▶ Required work:
1. Using the piece on the song "Southern Cross," say whether each statement agrees with it. Answer yes or no, and quote the words from the piece that decide it. (a) The writer's parents kept their boat at the Municipal Dock. (b) The writer found coca leaves easy to come across in Bolivia. (c) Before this listen, the writer had paid close attention to the song's words.
2. Please carry on the piece about the song "Southern Cross," starting right after its last sentence.

▶ Source:
=-=-=-=-=

Crosby, Stills and Nash – Southern Cross

Video: Crosby, Stills & Nash – “Southern Cross”

Crosby, Stills and Nash - Southern CrossThis song popped up on shuffle the other day. It’s one of those tunes that always immediately transports me back to my childhood. Conjures up clear feelings of being at the Coast Guard Festival in Grand Haven, going on the Himalaya carnival ride which blasted music all the way to the Municipal Dock, where my parents kept their boat. The song has this feeling to it, but I had never listened to the words.

This time, though, for some reason, when Stills sang, “we never failed to fail / it was the easiest thing to do,” it just hit me. Wow, I thought, that’s a great line. What the hell is this song about? Is this Stills dealing with some serious self-loathing? So I went back and listened again.

It’s no wonder I never listened to the lyrics before. The first couple of verses are just your standard geographic setting, albeit with a South Pacific location. I don’t know or care where Papeete or the Marquesas are. But then the story finally starts:

In a noisy bar in Avalon I tried to call you
But on a midnight watch I realized why twice you ran away

So Stills is off on his boat after getting dumped by his lady when he comes to a striking revelation: he’s a dick, and he didn’t deserve her. Boom. Then we go immediately into the chorus, so you don’t really have a chance to think about what he just hit you in the face with… And that chorus is divided into two parts, the two different themes of the song, and they kind of cancel each other out, so you don’t really understand what he’s talking about at first. Let’s skip the first half of the chorus for now, and stick with the part about the girl:

I have been around the world
Lookin’ for that woman/girl
Who knows love can endure…

So we’ve got Stills running around all over the place. Why? To see the world? To play concerts and make a fortune? Nope, he’s looking for someone (a woman-slash-girl, ha ha—either will do) who believes in everlasting love. Simple right? Maybe not.

When you see the Southern Cross for the first time,
You understand now why you came this way.
‘Cause the truth you might be runnin’ from is so small.
But it’s as big as the promise, the promise of a comin’ day.

The Southern Cross is a constellation that you can only see from the Southern Hemisphere. I’m sure there are lots of other stars you can see down there that you can’t see up here, but that’s the most striking. I went to Bolivia with my church youth group when I was in junior high, and there were three things I knew I wanted to check out down there: 1. to see if water running down a toilet goes in the other direction; 2. coca leaves; and 3. the Southern Cross. #1 turned out to be just a legend. #2 was difficult to stumble upon when traveling with your church youth group, despite the fact that it’s totally part of Bolivian culture. But #3 lived up to the hype. It’s pretty amazing to look up into the night sky and see entirely different stuff up there.

=-=-=-=-=

▶ Collected material:
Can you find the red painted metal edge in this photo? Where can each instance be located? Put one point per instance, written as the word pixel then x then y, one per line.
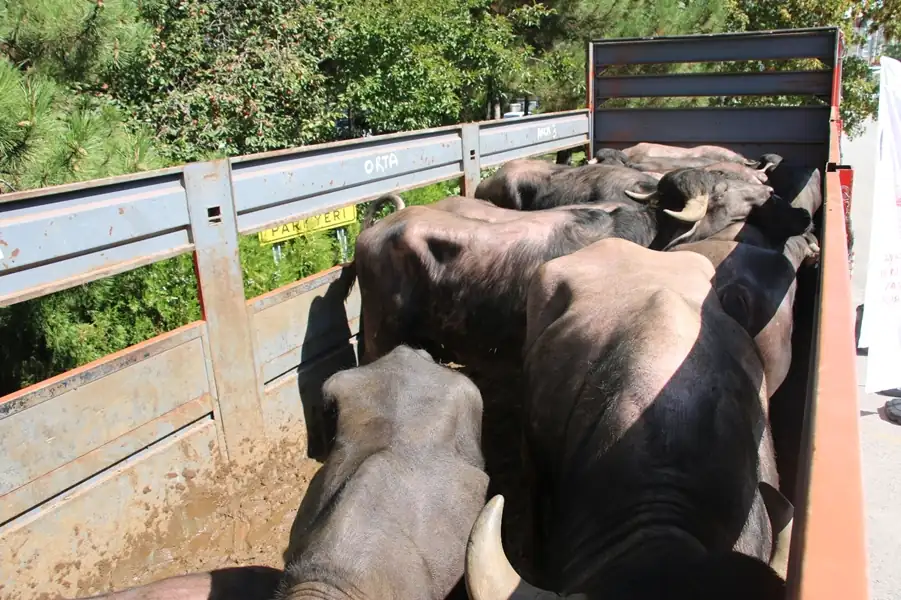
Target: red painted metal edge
pixel 837 71
pixel 829 552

=-=-=-=-=

▶ Exercise answers:
1.
(a) Yes: "the Municipal Dock, where my parents kept their boat."
(b) No: "#2 was difficult to stumble upon when traveling with your church youth group"
(c) No: "but I had never listened to the words."

2.
Which leads me back to the song. Stills reveals that he’s running from some truth, and seeing that constellation puts his problems into perspective. So he’s not just looking for a woman/girl. Notice that the narrative perspective shifts in this verse as well. In all the other verses and in the chorus, “you” always refers to the girl who ran away. But in this verse, he’s clearly referring to himself in the second-person. So he’s running from some truth, and she’s running away from him.

The final verse goes into a little more detail about this:

So we cheated and we lied and we tested.
And we never failed to fail, it was the easiest thing to do.

Ahhh, okay. Yeah, that stuff has the tendency to cause trouble in a relationship. But now it’s all “we…we…we…” First-person plural. He’s not quite ready to accept all the responsibility for fucking up. She messed around too. And she clearly is not the woman/girl who believes that love can endure. Which explains why he’s still going around the world, looking for someone…

You will survive being bested.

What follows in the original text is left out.